- Information given:
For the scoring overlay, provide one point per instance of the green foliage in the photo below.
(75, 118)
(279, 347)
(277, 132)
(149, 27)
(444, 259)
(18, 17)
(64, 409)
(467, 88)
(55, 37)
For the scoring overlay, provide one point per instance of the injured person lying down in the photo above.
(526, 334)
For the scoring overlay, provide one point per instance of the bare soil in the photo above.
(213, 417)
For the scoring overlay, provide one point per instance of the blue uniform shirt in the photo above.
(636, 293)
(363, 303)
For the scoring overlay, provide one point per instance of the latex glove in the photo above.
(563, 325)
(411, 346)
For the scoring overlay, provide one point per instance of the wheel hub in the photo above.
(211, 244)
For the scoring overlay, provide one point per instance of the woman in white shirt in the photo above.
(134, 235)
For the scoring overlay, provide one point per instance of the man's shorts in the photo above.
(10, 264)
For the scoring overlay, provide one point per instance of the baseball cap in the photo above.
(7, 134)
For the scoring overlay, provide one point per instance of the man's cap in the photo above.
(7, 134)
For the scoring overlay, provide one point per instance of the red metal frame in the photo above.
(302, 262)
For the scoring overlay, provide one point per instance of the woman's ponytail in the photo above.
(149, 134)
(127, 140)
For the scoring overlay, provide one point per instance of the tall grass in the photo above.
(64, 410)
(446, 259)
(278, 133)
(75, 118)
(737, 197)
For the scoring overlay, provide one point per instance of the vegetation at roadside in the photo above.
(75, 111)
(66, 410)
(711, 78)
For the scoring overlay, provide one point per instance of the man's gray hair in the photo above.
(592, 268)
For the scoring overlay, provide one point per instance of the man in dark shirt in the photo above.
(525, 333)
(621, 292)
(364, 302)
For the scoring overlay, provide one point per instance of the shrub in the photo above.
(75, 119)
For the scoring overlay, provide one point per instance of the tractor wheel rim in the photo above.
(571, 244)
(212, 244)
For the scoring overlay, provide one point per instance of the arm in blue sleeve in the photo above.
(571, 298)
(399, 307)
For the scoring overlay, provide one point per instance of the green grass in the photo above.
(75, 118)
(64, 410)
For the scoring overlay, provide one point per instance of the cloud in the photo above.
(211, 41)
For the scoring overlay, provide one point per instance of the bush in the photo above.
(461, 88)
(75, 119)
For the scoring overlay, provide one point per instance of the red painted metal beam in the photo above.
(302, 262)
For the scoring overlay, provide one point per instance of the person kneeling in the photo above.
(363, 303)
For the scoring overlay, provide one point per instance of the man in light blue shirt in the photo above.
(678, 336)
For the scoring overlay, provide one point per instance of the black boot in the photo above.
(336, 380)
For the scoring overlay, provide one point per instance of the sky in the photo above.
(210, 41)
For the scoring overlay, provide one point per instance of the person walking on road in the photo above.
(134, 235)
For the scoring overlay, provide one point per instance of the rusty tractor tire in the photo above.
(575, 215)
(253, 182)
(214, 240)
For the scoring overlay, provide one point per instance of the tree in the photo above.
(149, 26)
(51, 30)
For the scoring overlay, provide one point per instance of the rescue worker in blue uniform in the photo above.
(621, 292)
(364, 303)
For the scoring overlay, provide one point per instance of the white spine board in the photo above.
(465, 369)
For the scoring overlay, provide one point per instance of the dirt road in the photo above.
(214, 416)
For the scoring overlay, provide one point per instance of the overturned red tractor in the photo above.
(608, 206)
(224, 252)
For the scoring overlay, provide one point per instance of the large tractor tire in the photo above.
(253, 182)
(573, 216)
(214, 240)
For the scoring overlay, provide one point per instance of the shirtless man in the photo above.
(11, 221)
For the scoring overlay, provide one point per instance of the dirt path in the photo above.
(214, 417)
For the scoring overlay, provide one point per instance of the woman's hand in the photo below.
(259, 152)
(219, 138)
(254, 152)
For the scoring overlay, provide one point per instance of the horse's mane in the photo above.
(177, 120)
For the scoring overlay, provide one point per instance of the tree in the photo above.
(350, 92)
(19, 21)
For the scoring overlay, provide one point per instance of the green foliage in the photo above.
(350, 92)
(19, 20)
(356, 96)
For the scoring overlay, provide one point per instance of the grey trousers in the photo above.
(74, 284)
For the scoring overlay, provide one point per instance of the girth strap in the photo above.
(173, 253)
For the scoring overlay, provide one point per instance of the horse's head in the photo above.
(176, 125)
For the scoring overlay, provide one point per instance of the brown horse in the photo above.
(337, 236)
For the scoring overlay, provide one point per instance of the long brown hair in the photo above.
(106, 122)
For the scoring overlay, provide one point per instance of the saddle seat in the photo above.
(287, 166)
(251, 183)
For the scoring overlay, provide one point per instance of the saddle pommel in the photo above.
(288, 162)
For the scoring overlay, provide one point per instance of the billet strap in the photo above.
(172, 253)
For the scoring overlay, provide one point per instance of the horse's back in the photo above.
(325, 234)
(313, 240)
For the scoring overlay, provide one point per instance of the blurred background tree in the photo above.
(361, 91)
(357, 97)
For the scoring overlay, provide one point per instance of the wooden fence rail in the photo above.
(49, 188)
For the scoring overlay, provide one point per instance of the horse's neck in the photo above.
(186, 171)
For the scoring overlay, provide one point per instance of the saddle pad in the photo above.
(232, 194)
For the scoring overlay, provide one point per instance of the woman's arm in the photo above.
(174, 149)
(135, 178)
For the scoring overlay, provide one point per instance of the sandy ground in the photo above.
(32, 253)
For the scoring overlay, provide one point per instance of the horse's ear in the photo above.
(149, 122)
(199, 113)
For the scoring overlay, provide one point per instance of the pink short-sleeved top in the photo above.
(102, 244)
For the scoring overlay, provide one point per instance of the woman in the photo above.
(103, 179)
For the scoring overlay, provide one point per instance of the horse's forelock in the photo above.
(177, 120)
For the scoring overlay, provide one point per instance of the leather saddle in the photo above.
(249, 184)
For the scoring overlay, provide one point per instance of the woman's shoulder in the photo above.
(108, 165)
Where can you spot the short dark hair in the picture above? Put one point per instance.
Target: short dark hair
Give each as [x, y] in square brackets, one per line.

- Exercise instructions:
Restate every record above, exactly, in full.

- Reply:
For the scoring overlay, provide one point per instance of the green foliage in the photo below.
(75, 118)
(279, 347)
(277, 132)
(149, 27)
(444, 259)
(18, 17)
(64, 409)
(467, 88)
(55, 37)
For the scoring overlay, provide one point per instance of the injured person lying down in the photo above.
(526, 334)
For the scoring overlay, provide one point per instance of the bare soil in the photo above.
(213, 417)
For the scoring overlay, provide one point per instance of the blue uniform shirt in the photo above.
(636, 293)
(363, 303)
For the scoring overlay, provide one point per instance of the latex glove in the photo above.
(563, 325)
(411, 346)
For the scoring overlay, provide one point per instance of the wheel hub in the photo above.
(211, 244)
For the scoring overlay, provide one point per instance of the woman in white shirt in the photo above.
(134, 235)
For the scoring overlay, provide one point per instance of the man's shorts in the photo above.
(10, 264)
For the scoring overlay, provide one point per instance of the baseball cap in the photo above.
(7, 134)
For the scoring overlay, provide one point per instance of the man's cap in the photo above.
(7, 134)
For the scoring overlay, provide one point per instance of the red metal frame in the photo above.
(302, 262)
For the scoring overlay, provide one point per instance of the woman's ponytail in the photo above.
(149, 134)
(127, 140)
For the scoring overlay, provide one point per instance of the tall grass in the photo above.
(64, 410)
(446, 259)
(278, 133)
(75, 118)
(737, 197)
For the scoring overlay, provide one point per instance of the vegetation at roadside in the photo above.
(75, 111)
(66, 410)
(711, 78)
For the scoring overlay, provide one point per instance of the man's gray hair in the photo above.
(592, 268)
For the scoring overlay, provide one point per instance of the man in dark shirt in the photo above.
(525, 333)
(621, 292)
(364, 302)
For the scoring overlay, provide one point per instance of the shrub in the photo above.
(75, 119)
For the scoring overlay, provide one point per instance of the tractor wheel rim in the photo above.
(571, 244)
(212, 244)
For the scoring overlay, provide one point per instance of the arm in blue sleeve in the photo above.
(571, 298)
(399, 307)
For the scoring overlay, provide one point per instance of the green grass in the photo above.
(75, 118)
(64, 410)
For the scoring overlay, provide one point per instance of the cloud in the photo above.
(211, 41)
For the scoring overlay, provide one point per instance of the bush in the photo above.
(461, 88)
(75, 119)
For the scoring overlay, provide one point per instance of the red painted metal beam in the photo above.
(302, 262)
For the scoring overlay, provide one point per instance of the person kneeling in the photo above.
(363, 303)
For the scoring overlay, provide one point per instance of the man in light blue shirt in the photo above.
(678, 336)
For the scoring overlay, provide one point per instance of the black boot in the photo above.
(336, 380)
For the scoring overlay, provide one point per instance of the sky in the photo above.
(210, 41)
For the scoring overlay, provide one point per instance of the person walking on road in the photo above.
(134, 235)
For the scoring overlay, provide one point per instance of the rusty tractor tire in the photo above.
(575, 215)
(253, 182)
(214, 240)
For the scoring overlay, provide one point per instance of the tree in the photo above.
(149, 26)
(51, 30)
For the scoring overlay, provide one point per instance of the rescue worker in blue uniform in the photo above.
(621, 292)
(364, 303)
For the scoring overlay, provide one point per instance of the white spine board in the photo above.
(465, 369)
For the scoring overlay, provide one point per instance of the dirt road in the photo above.
(214, 416)
For the scoring overlay, provide one point per instance of the overturned red tractor in the photo above.
(608, 206)
(224, 252)
For the scoring overlay, provide one point per instance of the large tractor tire in the photo above.
(253, 182)
(573, 216)
(214, 240)
For the scoring overlay, provide one point per instance of the shirtless man in the photo above.
(11, 221)
For the scoring overlay, provide one point per instance of the dirt path in the photo above.
(214, 417)
For the scoring overlay, provide one point per instance of the woman's hand in the photo below.
(259, 152)
(219, 138)
(254, 152)
For the scoring overlay, provide one point per instance of the horse's mane in the photo above.
(177, 120)
For the scoring overlay, provide one point per instance of the tree in the photo above.
(350, 92)
(19, 21)
For the scoring overlay, provide one point per instance of the green foliage in the photo above.
(350, 92)
(19, 20)
(356, 96)
For the scoring overlay, provide one point per instance of the grey trousers in the photo above.
(74, 284)
For the scoring overlay, provide one point per instance of the girth strap in the photo above.
(173, 253)
For the scoring overlay, provide one point per instance of the horse's head in the photo above.
(176, 125)
For the scoring overlay, provide one point per instance of the brown horse in the photo above.
(337, 236)
For the scoring overlay, provide one point per instance of the long brown hair in the photo above.
(106, 122)
For the scoring overlay, provide one point per instance of the saddle seat in the photo above.
(287, 166)
(251, 183)
For the scoring overlay, provide one point per instance of the saddle pommel in the photo above.
(288, 162)
For the scoring overlay, provide one point per instance of the billet strap in the photo above.
(172, 253)
For the scoring overlay, provide one point per instance of the horse's back in the photo above.
(325, 234)
(313, 240)
For the scoring overlay, provide one point per instance of the blurred background tree in the photo above.
(361, 91)
(357, 97)
For the scoring overlay, provide one point per instance of the wooden fence rail in the photo above.
(49, 188)
For the scoring overlay, provide one point per instance of the horse's neck in the photo above.
(186, 171)
For the scoring overlay, provide one point per instance of the saddle pad in the photo above.
(232, 194)
For the scoring overlay, provide one point per instance of the woman's arm in the photo above.
(174, 149)
(135, 178)
For the scoring overlay, provide one point per instance of the sandy ground in the photo above.
(32, 253)
For the scoring overlay, provide one point per instance of the horse's ear in the photo above.
(149, 122)
(199, 113)
For the scoring overlay, provide one point per instance of the pink short-sleeved top in the photo above.
(102, 244)
For the scoring overlay, provide one point per instance of the woman in the photo above.
(103, 179)
For the scoring overlay, provide one point per instance of the horse's forelock in the photo above.
(177, 120)
For the scoring overlay, provide one point per instance of the leather saddle in the photo above.
(249, 184)
For the scoring overlay, provide one point per instance of the woman's shoulder in the photo above.
(108, 165)
Where can you spot the short dark hair in the picture above? Put one point per instance.
Target: short dark hair
Give each as [x, y] in square brackets, one per line.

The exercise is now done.